Omit every picture. Return all other data as it stands.

### Supplied data
***

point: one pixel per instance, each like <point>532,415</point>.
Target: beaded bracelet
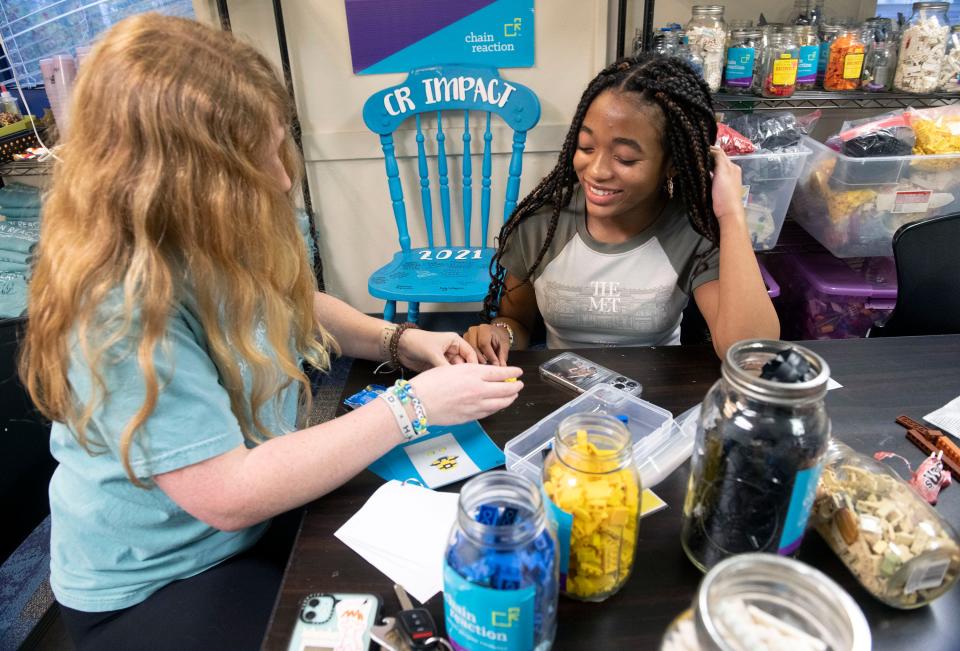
<point>400,414</point>
<point>404,391</point>
<point>395,342</point>
<point>386,336</point>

***

### Completed exercise
point: one pixel per instance, each like <point>532,415</point>.
Target: beaded bracelet
<point>400,414</point>
<point>404,391</point>
<point>395,342</point>
<point>386,336</point>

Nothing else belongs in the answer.